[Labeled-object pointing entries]
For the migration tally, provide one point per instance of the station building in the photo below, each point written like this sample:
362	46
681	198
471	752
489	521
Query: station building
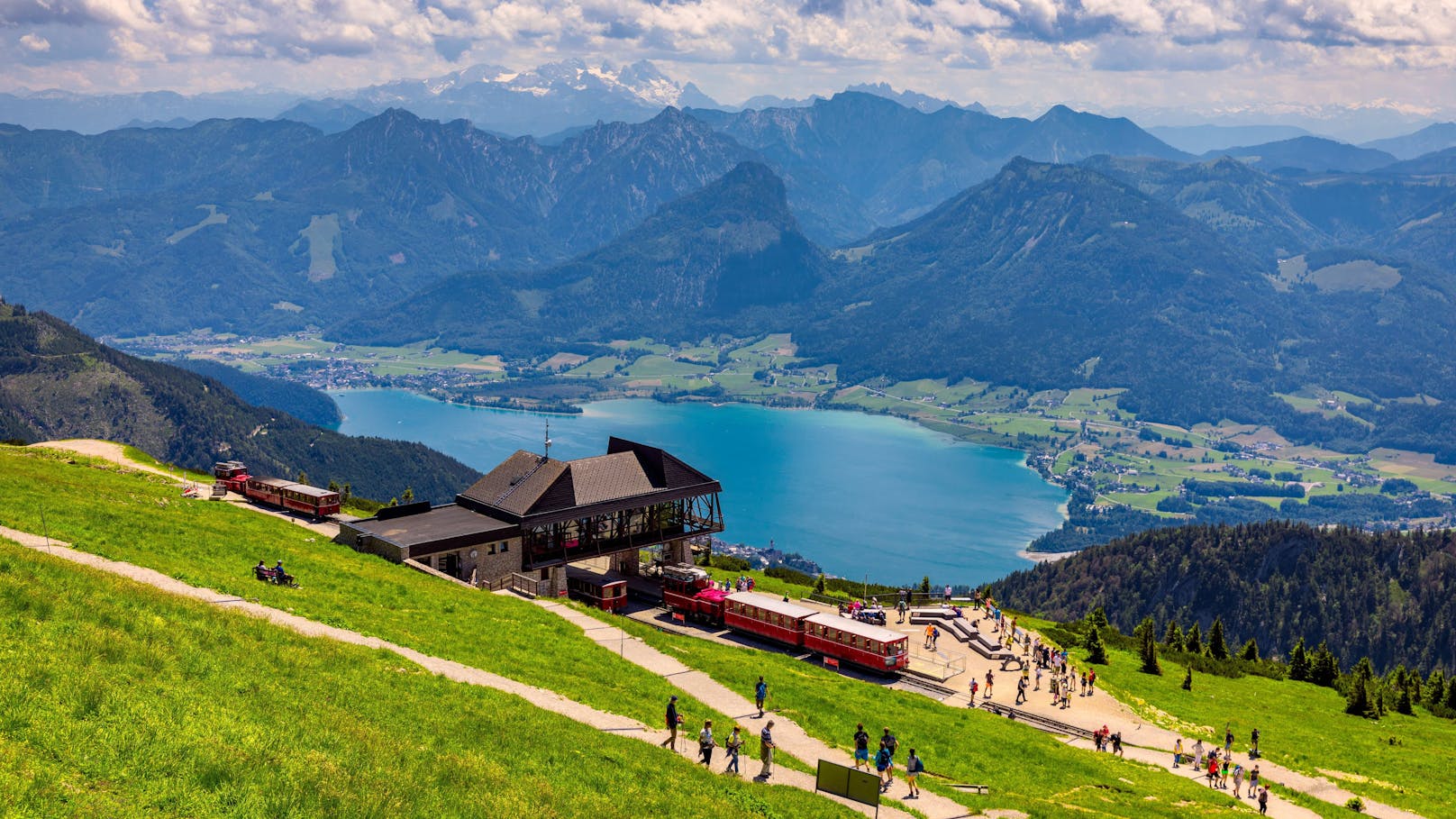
527	519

■ DIRECTIVE:
Rewrite the entries above with every "station building" changed to "water tower" and nothing else altered, and omit the pictures from your version.

■ FINISHED EXERCISE:
For the migration tally, provide one point per instance of the water tower in the photo below, each point written like this sample:
362	46
681	198
471	752
489	521
Query: water tower
527	519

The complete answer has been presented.